Description of the task: Every line containing the word "grass" must be pulled from the records.

Provided information:

###

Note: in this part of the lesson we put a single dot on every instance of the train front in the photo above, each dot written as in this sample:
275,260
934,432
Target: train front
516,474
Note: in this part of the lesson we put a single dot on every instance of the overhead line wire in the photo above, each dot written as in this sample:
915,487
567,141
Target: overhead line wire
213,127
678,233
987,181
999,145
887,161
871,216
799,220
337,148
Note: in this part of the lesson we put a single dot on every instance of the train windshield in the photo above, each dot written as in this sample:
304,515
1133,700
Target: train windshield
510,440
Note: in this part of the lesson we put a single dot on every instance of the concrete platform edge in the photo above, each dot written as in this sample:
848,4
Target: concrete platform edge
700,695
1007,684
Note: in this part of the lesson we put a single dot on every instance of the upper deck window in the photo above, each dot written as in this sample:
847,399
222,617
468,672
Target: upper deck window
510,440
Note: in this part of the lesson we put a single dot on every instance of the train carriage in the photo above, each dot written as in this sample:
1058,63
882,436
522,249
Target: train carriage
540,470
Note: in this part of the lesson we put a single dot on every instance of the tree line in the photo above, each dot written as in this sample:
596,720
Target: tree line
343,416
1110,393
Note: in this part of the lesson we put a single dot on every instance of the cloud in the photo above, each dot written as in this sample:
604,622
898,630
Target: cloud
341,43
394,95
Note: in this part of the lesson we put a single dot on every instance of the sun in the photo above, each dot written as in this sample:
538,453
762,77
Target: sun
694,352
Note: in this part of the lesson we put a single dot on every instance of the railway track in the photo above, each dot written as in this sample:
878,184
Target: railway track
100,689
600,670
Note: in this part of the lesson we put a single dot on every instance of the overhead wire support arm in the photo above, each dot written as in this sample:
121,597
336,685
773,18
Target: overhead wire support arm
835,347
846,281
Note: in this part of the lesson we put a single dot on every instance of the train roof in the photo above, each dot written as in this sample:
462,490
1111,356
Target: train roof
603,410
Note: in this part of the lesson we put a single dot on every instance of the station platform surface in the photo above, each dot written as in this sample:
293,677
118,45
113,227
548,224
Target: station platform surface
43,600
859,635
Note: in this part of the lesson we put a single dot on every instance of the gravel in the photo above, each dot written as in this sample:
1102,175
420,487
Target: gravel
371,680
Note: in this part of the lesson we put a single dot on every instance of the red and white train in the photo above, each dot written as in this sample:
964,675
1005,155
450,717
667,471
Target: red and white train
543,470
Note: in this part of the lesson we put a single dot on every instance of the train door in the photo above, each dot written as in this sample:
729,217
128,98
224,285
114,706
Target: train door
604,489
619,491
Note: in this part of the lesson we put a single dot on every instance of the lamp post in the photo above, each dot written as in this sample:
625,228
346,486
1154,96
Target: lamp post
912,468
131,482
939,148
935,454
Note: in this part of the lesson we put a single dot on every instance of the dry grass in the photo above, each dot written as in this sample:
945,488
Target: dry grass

###

Finished exercise:
Note: in this part of the lesson we put a single dot on every instance of the dry grass in the photo above, each dot written as in this sample:
Target: dry grass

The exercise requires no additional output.